Ce duo est devenu légendaire pour les amateurs qui ont acheté le LP a l’époque. Al (1925-1988) et Jimmy (1918-1996) se connaissaient depuis le milieu des années 40 et étaient amis proches mais n’avaient jamais eu l’occasion d’enregistrer réellement étroitement ensemble. Ce fut enfin le cas ici. « Them There Eyes » démarre sous les chapeaux de roue avec des échanges de nos deux compères incroyables d’originalité. Puis Jimmy nous convie à une partie de piano « stride » à la Fats Waller assez époustouflante ! « I Hadn’t Anyone Till You » n’est pas un morceau facile à jouer mais nos deux compères se baladent avec brio sur ce thème peu joué aujourd’hui. « Bar Talk » est un blues composé sur le vif et nous remémore qu’Al et Jimmy sont de grands joueurs de cette forme de musique qui reste la base du Jazz. Un titre inédit est rajouté, « For All We Know », une remarquable balade, qui termine cet album flamboyant. Indispensable.

Al Cohn/Billy Mitchell/Dolo Coker/Leroy Vinnegar/Frank Butler « Night Flight To Dakar/Xanadu in Africa », Recorded live in Senegal, West Africa, 1980, double CD No 906075

Ces deux concerts ne furent pas très médiatisés dans la presse spécialisée de l’époque donc restent très méconnus. C’est l’occasion d’entendre un duo de grands ténors, Al Cohn et un autre, trop méconnu encore, le grand Billy Mitchell (1926-2001), ex Count Basie. Si on pouvait croire que Billy avait un style de ténor « plus musclé » que celui d’Al, et bien, on peut affirmer qu’Al est aussi « virile » que Billy. Nos deux hommes s’en donnent à cœur joie. Ce n’est pas une confrontation mais un réel dialogue entre les deux, donc pas d’esbroufe ni d’artifices gratuits, il s’agit d’une entente parfaite. Une fois de plus, la rythmique est superbe avec un autre pianiste trop oublié, Dolo Coker, qu’il faut absolument réécouter avec attention. Il est bien mis en avant, tout spécialement dans le très beau thème « Don’t Let The Sun Catch ». Le tadem Vinnegar/Butler reste absolument remarquable; comment ne pas « avoir le feu » quand vous avez ces deux grands qui vous poussent à donner le meilleur de vous-mêmes? Un des sommets est « Easy Living », Billy joue sa partie en balade, puis Al double le tempo. Une des belles versions enregistrées de ce thème à mon humble avis. Un inédit est rajouté, « The King », en hommage à Illinois Jacquet, que l’on surnommait « The Beast ».

Sam Most « From The Attic Of My Mind »

→ Extraits des lignes
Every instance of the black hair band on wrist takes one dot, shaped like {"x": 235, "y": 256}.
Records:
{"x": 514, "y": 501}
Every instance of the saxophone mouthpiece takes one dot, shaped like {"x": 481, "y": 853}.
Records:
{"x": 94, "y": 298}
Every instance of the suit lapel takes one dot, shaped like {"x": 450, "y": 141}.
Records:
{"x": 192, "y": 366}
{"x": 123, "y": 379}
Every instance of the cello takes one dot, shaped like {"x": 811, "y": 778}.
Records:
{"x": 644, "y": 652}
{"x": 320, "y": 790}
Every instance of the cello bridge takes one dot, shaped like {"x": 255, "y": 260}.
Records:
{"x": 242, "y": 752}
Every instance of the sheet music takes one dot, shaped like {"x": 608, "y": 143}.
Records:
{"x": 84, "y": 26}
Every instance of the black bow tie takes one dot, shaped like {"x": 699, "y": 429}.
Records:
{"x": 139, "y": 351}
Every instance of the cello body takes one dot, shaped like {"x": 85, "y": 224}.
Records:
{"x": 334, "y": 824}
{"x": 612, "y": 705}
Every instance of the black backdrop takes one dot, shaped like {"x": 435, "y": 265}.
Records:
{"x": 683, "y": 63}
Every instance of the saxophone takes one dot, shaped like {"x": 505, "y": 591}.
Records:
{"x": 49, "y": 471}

==

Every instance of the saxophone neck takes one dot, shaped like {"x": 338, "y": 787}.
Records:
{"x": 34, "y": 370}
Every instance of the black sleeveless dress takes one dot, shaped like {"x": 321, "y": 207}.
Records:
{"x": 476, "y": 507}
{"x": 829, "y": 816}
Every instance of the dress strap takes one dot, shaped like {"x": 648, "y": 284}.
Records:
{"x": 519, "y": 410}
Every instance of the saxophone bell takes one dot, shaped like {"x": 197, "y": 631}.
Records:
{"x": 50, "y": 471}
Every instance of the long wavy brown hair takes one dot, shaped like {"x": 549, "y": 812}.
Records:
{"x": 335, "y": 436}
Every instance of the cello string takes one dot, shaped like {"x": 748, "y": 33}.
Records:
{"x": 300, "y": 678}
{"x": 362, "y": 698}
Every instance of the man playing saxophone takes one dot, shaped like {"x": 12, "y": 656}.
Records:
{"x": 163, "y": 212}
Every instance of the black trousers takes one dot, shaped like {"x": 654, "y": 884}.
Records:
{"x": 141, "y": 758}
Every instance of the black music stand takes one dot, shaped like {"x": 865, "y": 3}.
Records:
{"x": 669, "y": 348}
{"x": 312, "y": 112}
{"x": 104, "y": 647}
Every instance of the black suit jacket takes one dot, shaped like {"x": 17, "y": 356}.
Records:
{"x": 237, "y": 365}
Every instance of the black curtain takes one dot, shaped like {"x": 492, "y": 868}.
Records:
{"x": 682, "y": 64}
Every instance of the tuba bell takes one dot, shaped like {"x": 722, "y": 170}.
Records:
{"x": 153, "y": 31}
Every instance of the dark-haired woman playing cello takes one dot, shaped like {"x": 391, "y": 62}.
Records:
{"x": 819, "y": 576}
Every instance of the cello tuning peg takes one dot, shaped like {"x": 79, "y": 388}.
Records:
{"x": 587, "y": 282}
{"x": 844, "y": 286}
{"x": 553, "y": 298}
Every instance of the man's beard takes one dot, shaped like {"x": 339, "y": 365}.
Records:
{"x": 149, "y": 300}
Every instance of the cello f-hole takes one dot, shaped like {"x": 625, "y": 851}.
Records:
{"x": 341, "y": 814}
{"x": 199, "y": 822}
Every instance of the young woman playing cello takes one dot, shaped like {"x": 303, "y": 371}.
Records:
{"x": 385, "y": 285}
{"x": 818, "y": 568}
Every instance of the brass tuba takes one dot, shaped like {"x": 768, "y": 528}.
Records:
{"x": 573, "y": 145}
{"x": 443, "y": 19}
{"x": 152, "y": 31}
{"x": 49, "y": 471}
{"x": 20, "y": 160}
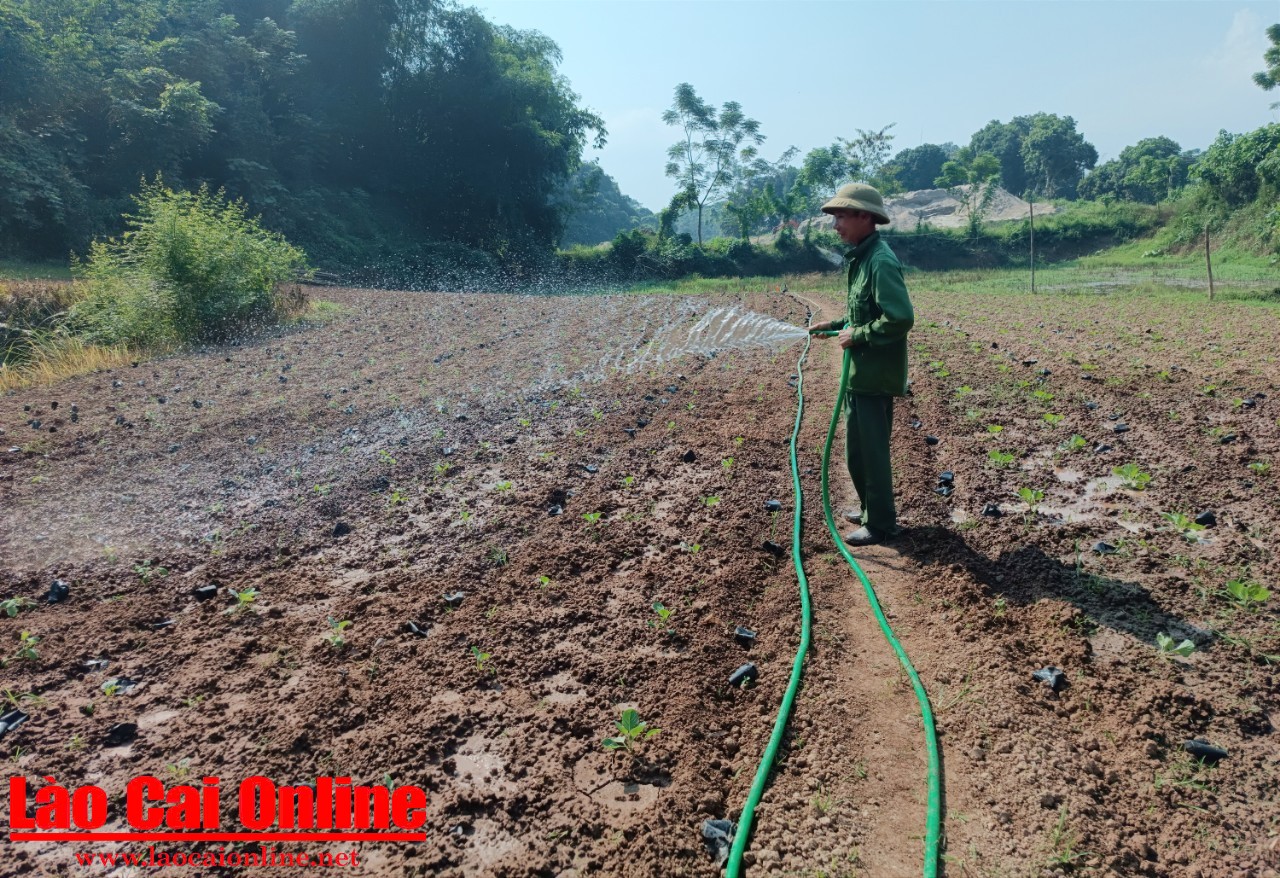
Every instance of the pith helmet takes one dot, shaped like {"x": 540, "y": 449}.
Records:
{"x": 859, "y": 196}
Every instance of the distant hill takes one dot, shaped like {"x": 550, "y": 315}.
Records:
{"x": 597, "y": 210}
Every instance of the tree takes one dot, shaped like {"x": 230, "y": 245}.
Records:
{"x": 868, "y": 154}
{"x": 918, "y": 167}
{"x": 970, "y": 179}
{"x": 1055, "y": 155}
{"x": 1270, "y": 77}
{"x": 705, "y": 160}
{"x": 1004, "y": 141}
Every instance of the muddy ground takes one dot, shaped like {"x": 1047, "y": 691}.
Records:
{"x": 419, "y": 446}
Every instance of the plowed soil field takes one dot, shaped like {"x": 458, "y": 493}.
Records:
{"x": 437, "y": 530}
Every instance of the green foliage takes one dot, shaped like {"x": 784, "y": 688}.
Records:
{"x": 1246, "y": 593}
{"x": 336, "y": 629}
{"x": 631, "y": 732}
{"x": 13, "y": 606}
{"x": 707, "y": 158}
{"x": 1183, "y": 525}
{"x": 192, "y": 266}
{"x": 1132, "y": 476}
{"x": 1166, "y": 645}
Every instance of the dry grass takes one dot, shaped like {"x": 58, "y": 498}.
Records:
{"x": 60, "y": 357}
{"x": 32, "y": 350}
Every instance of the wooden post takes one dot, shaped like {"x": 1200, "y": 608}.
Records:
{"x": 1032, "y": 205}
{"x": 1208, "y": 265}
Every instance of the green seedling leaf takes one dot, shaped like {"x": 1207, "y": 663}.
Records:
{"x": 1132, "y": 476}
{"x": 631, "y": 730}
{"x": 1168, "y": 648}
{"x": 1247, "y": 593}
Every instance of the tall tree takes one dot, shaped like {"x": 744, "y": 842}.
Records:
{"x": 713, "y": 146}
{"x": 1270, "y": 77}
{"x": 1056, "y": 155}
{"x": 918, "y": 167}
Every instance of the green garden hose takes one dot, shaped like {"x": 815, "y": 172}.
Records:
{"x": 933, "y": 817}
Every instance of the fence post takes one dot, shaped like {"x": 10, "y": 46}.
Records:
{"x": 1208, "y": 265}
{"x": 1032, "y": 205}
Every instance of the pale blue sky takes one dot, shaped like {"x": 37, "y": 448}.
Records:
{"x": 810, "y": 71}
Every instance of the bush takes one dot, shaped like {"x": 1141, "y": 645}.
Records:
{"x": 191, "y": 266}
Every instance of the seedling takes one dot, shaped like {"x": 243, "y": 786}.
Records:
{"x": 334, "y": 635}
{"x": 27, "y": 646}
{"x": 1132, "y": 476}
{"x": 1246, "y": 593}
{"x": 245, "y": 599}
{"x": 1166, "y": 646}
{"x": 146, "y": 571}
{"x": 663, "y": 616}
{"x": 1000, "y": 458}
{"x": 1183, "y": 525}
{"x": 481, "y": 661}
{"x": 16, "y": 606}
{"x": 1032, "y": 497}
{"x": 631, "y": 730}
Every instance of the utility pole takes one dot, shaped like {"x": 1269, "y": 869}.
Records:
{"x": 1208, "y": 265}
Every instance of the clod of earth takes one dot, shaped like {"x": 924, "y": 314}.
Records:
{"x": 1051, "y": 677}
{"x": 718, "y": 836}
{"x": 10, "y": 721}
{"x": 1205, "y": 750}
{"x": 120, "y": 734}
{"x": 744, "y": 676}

→ Tâches
• A. D'après l'extrait du texte, quel titre inédit termine l'album d'Al et Jimmy ?
• B. Extrayez, s'il vous plaît, chaque ligne contenant le mot « post », en tenant compte de la casse.
Le texte et les lignes proviennent de sources distinctes.

→ Résultats par tâche
• A. « For All We Know »

• B.
Every instance of the wooden post takes one dot, shaped like {"x": 1200, "y": 608}.
Every instance of the fence post takes one dot, shaped like {"x": 10, "y": 46}.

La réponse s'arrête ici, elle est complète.